*** Block opens ***

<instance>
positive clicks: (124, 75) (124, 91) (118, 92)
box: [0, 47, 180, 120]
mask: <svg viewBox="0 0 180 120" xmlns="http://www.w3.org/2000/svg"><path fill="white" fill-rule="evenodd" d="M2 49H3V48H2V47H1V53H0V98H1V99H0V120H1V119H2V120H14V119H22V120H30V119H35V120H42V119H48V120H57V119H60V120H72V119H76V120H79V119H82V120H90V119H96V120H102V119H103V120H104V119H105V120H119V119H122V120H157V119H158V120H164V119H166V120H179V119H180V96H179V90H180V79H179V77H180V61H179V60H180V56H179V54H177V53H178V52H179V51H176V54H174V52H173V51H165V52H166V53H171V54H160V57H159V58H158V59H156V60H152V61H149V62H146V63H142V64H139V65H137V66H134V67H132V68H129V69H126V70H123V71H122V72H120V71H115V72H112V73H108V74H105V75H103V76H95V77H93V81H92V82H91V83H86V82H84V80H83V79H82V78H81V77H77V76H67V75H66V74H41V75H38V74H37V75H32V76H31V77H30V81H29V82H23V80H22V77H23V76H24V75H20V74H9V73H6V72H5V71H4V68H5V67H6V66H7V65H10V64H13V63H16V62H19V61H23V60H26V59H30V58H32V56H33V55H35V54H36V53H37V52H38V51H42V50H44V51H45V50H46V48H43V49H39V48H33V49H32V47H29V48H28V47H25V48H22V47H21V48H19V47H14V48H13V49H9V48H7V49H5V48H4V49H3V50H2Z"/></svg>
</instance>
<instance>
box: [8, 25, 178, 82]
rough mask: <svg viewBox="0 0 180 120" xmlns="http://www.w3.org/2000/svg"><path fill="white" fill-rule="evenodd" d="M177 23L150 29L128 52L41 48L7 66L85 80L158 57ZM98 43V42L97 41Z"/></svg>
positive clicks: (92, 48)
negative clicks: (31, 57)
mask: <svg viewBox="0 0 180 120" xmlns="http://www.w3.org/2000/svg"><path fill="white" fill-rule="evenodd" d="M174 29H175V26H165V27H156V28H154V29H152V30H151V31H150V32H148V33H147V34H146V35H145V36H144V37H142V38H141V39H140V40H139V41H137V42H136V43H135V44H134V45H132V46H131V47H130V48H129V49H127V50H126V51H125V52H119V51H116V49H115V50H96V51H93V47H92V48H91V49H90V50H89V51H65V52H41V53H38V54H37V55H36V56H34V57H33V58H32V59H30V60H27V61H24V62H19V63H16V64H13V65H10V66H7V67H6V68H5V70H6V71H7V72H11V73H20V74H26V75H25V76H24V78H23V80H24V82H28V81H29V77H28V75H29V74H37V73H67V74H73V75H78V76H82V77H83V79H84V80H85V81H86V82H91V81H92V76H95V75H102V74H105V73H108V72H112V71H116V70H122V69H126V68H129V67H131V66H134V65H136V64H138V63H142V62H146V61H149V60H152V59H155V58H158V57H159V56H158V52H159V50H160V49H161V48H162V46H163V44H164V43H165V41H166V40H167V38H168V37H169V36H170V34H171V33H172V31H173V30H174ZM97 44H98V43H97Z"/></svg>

*** Block closes ***

# WORK ORDER
Within the material above, find the lines that hold "positive" and report only how many there are.

# WRITTEN SOLUTION
2